§ Short task 1
In the forum thread below, shorten the reply that begins "oh, you can't see from that angle" to one or two sentences, keeping its main facts.
§ Short task 2
Quote the forum thread below word for word, from "## JanaeUlva (Feb" to "(Mar 6, 2014)".

** START Text excerpt **

# Some pictures from this weekend!



## hunterisgreat (Jan 30, 2011)




----------



## Shade (Feb 20, 2012)

Nice! They both really are stunning :wub:


----------



## robk (Jun 16, 2011)

Great photos! Nice take down!


----------



## hunterisgreat (Jan 30, 2011)

robk said:


> Great photos! Nice take down!


lol yeah it was pretty nice. He stayed on with a hard and full grip for a full roll with the helper and through him getting back up and finishing the escape lol


----------



## Zeeva (Aug 10, 2010)

hunterisgreat said:


>


The action shots are cool and all! But I adore this picture! So much <3 for such a strong dog! Great juxtaposition between strength and love C:


----------



## hunterisgreat (Jan 30, 2011)

Zeeva said:


> The action shots are cool and all! But I adore this picture! So much <3 for such a strong dog! Great juxtaposition between strength and love C:


Yeah I put that on facebook and within 12 hours it was my most "liked" photo ever lol


----------



## JanaeUlva (Feb 5, 2011)

Awesome pictures and wonderful the love of dog and handler!


Sent from Petguide.com Free App


----------



## K9POPPY (Mar 6, 2014)

Beautiful!


----------



## SuperG (May 11, 2013)

Zeeva said:


> The action shots are cool and all! But I adore this picture! So much <3 for such a strong dog! Great juxtaposition between strength and love C:



Gotta agree...this particular pic speaks volumes....and all good words.


SuperG


----------



## Bear GSD (Apr 12, 2012)

Great pictures, I agree the last one is the best :wub:


----------



## G-burg (Nov 10, 2002)

Nice! And a little scary..


----------



## hunterisgreat (Jan 30, 2011)

G-burg said:


> Nice! And a little scary..


Scary? Why scary?


----------



## G-burg (Nov 10, 2002)

Because a helper falling like that on a dog.. And the injury that it "could" have caused..


----------



## hunterisgreat (Jan 30, 2011)

G-burg said:


> Because a helper falling like that on a dog.. And the injury that it "could" have caused..


oh, you can't see from that angle but he didn't fall ontop of him. He fell and rolled, and Jäger stayed on the sleeve and rolled with him.


----------

** END Text excerpt **
** START Raw records **

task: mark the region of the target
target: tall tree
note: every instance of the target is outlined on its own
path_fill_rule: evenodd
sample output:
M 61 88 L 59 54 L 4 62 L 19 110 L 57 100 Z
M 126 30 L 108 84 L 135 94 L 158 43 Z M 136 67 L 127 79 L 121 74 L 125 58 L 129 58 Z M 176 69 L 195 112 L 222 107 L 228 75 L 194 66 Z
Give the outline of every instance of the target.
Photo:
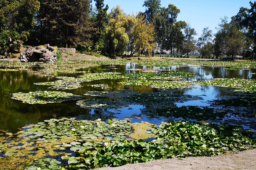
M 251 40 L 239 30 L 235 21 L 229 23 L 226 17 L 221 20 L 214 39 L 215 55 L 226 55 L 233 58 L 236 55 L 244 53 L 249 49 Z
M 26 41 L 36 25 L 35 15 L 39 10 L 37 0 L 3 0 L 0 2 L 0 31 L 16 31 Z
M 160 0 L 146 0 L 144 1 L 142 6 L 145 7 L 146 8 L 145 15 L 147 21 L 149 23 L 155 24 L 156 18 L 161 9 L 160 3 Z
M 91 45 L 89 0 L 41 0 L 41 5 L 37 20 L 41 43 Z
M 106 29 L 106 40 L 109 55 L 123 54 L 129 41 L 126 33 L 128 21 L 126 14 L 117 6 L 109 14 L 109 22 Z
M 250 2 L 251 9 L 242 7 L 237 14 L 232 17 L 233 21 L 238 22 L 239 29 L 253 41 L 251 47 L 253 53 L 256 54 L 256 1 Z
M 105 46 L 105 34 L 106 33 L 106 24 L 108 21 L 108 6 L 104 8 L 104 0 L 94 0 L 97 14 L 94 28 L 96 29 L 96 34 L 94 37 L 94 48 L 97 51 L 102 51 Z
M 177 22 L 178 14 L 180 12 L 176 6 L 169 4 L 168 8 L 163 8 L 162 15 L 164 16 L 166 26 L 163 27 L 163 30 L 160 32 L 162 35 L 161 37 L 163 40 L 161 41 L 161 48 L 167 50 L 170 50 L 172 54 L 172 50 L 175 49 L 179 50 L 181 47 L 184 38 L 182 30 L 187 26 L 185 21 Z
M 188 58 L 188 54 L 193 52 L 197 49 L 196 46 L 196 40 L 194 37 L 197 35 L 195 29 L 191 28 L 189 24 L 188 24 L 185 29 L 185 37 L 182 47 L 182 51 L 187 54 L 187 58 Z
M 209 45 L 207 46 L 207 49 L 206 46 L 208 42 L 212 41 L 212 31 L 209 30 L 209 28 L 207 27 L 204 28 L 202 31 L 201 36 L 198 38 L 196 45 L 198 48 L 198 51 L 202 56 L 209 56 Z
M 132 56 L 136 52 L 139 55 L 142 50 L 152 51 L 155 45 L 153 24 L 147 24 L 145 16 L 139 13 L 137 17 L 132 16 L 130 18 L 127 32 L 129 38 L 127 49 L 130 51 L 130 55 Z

** END Raw records **
** START Raw records **

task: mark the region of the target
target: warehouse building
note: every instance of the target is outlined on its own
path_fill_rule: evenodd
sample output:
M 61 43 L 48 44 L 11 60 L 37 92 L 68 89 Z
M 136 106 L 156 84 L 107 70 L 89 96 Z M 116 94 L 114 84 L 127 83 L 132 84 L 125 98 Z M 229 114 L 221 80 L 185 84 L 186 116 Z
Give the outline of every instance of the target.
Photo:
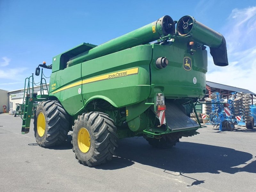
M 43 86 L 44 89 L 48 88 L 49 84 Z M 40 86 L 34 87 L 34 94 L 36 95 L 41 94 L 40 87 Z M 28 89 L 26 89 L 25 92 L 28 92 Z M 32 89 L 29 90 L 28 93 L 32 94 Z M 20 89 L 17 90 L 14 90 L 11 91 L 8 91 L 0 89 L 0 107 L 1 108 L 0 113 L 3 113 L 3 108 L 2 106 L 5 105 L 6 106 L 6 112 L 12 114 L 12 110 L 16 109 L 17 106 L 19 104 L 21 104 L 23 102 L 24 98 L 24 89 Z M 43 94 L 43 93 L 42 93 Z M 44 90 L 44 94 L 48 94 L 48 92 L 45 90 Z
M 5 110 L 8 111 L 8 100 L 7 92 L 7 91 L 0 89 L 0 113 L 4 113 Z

** END Raw records **
** START Raw records **

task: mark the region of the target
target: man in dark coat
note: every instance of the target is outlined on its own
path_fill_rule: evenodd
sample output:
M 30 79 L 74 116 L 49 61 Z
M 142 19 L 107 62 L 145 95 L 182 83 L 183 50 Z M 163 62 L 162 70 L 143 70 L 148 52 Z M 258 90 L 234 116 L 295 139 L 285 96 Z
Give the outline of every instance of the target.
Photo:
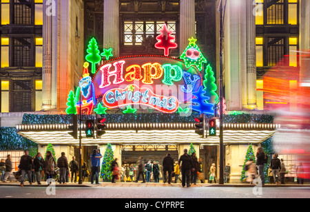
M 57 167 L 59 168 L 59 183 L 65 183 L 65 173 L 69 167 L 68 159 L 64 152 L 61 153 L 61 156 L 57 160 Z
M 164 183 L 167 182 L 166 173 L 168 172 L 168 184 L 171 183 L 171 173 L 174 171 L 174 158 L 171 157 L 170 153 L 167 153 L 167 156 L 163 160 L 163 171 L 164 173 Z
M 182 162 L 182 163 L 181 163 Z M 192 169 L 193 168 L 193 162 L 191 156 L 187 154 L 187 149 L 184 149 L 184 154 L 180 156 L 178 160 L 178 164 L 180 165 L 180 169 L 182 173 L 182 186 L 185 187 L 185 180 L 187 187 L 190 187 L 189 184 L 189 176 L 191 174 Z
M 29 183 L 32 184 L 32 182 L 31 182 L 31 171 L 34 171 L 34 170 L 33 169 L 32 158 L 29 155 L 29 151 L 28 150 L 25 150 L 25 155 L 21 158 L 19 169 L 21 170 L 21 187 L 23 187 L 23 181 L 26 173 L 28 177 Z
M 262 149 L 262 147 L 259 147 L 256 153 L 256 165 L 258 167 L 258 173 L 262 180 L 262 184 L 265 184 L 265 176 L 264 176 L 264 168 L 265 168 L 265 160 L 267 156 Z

** END Raw records **

§ Full solution 1
The angle hides it, but the helper didn't land on Jäger: he fell and rolled, and Jäger held onto the sleeve and rolled with him.

§ Full solution 2
## JanaeUlva (Feb 5, 2011)

Awesome pictures and wonderful the love of dog and handler!


Sent from Petguide.com Free App


----------



## K9POPPY (Mar 6, 2014)